• _Given entries_
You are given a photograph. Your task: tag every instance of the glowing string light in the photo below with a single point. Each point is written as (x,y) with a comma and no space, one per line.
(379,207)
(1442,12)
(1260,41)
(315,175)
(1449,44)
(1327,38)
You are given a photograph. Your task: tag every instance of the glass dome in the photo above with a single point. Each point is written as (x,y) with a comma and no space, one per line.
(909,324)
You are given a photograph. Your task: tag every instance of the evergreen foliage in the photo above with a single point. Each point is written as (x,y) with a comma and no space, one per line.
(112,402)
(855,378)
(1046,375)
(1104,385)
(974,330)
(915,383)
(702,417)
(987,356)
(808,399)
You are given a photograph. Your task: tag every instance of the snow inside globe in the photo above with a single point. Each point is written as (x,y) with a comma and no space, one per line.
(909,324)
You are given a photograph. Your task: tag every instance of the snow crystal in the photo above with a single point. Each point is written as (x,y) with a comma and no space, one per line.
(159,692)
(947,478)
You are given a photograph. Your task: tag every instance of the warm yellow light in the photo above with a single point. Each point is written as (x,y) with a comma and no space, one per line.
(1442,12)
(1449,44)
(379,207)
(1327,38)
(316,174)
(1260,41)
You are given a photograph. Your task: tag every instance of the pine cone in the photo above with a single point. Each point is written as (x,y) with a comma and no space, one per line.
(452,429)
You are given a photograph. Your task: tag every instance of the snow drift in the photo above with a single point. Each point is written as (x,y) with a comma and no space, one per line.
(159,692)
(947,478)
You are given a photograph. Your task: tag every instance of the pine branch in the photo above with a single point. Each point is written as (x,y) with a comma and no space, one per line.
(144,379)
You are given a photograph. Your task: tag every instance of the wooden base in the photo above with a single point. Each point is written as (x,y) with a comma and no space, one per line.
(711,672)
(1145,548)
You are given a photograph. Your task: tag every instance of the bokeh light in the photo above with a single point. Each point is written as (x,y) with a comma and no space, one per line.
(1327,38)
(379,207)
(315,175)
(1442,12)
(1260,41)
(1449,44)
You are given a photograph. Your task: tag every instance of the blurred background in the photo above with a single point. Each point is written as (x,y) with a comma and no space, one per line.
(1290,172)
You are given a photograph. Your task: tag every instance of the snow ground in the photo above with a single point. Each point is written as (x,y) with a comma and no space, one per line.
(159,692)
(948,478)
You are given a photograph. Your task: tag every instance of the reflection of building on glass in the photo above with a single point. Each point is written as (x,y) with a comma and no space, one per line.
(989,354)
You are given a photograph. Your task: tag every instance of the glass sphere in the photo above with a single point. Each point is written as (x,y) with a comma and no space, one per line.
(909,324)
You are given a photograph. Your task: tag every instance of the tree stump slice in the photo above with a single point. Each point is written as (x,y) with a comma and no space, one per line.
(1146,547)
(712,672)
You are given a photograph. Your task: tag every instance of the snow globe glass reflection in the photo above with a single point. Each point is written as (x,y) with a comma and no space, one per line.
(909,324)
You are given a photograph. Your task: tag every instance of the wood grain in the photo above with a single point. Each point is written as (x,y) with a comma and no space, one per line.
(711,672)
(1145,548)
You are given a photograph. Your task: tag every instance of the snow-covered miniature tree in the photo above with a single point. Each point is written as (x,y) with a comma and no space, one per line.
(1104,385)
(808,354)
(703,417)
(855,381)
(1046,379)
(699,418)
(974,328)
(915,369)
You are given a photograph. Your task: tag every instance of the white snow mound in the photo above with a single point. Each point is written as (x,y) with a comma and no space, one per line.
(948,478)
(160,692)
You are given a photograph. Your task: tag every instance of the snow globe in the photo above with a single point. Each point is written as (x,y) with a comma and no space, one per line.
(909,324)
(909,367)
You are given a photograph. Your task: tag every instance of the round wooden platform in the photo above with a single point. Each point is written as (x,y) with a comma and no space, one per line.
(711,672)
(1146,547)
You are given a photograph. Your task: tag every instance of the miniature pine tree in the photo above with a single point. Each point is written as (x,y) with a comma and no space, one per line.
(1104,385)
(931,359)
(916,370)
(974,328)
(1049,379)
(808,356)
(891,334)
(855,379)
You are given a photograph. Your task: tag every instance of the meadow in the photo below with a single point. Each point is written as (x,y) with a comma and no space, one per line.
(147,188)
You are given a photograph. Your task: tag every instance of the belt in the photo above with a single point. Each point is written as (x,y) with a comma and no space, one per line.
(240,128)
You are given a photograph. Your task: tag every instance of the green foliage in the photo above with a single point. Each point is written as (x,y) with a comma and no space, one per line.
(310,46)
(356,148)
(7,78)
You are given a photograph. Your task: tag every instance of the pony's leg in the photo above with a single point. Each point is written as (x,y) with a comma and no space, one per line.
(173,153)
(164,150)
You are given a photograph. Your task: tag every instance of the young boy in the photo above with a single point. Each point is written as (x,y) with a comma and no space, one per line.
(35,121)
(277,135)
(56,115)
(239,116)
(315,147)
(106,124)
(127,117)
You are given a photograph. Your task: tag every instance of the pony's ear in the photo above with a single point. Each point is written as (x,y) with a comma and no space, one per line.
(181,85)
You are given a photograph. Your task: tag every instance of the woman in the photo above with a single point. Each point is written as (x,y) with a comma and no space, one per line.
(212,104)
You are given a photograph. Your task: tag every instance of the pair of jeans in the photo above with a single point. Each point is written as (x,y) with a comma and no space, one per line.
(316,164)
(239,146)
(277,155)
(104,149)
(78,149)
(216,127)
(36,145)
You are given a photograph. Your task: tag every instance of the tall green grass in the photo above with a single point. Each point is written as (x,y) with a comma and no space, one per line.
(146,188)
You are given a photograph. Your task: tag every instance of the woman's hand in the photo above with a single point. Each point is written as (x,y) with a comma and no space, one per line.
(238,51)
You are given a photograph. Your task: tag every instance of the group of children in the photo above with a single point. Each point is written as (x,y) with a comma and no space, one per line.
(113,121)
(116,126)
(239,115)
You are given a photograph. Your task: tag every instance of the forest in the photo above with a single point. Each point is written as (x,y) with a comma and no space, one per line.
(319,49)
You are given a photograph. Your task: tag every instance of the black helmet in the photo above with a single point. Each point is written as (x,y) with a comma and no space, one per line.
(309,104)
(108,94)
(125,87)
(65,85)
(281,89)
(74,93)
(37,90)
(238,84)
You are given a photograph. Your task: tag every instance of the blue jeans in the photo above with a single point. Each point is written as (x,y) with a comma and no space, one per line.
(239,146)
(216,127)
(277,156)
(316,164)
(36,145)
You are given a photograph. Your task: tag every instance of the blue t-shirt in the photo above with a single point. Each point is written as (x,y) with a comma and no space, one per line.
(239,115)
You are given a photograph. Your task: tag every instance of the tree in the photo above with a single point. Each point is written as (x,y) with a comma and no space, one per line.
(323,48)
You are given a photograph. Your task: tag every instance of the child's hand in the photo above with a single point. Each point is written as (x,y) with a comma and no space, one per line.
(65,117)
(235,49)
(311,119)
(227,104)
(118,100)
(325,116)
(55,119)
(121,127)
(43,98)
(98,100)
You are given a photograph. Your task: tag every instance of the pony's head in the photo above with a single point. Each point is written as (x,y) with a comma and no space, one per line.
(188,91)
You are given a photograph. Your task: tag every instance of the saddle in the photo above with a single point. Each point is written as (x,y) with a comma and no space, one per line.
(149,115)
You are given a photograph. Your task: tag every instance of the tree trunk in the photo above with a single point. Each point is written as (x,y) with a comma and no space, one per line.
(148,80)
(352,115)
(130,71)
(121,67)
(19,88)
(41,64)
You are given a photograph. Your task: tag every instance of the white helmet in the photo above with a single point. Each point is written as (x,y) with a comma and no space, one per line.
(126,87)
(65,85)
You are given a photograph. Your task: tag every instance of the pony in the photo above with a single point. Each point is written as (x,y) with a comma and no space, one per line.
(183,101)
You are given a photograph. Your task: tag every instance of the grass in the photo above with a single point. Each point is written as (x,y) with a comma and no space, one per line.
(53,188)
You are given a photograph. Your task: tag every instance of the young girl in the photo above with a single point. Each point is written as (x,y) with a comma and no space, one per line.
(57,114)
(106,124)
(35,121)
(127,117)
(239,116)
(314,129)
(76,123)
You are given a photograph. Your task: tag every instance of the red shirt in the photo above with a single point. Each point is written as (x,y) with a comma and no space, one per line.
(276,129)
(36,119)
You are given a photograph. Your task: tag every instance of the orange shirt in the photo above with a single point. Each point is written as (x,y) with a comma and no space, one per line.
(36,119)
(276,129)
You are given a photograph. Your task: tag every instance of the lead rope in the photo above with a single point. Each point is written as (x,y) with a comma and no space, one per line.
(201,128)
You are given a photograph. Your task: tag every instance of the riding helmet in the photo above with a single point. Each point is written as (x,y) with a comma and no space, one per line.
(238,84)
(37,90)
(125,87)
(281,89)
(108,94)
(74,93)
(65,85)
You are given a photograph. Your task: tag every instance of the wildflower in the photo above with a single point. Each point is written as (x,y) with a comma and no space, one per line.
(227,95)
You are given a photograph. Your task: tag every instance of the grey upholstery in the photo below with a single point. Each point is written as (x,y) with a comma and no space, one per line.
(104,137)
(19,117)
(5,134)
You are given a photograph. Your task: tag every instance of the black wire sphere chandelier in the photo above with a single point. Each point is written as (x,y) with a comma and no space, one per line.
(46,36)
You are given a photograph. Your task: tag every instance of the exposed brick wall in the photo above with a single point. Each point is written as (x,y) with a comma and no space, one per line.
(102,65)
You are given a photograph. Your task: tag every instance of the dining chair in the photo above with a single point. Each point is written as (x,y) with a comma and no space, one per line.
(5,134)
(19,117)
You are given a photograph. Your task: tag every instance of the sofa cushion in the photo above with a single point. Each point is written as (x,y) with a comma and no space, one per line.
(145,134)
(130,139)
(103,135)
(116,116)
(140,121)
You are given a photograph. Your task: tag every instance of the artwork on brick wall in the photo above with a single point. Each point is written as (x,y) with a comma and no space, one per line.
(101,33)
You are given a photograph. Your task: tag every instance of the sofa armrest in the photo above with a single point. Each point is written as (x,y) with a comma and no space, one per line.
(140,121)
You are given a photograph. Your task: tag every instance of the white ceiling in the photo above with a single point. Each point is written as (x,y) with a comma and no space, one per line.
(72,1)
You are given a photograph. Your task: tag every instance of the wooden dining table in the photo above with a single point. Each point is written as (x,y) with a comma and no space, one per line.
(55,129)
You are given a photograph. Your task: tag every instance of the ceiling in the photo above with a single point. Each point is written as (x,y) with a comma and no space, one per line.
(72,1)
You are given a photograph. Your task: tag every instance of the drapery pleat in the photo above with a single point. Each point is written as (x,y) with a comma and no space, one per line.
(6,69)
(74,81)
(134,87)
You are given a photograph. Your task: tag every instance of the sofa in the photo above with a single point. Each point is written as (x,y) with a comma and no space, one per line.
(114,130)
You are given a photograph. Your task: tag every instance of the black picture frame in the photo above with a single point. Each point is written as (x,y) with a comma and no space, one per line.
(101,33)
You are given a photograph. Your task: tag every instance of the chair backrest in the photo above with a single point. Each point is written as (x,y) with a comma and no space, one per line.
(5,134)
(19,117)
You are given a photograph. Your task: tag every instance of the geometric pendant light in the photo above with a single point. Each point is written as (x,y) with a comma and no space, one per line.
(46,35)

• _Action item_
All that should be returned is the run of lines from the one with "of the geometric" to the last line of the material above, copied exactly.

• _Reply_
You are given a photograph. Your task: tag every instance of the geometric pendant light in the photo above with a single point. Each point is written as (x,y) with a comma and no space, one per line.
(46,35)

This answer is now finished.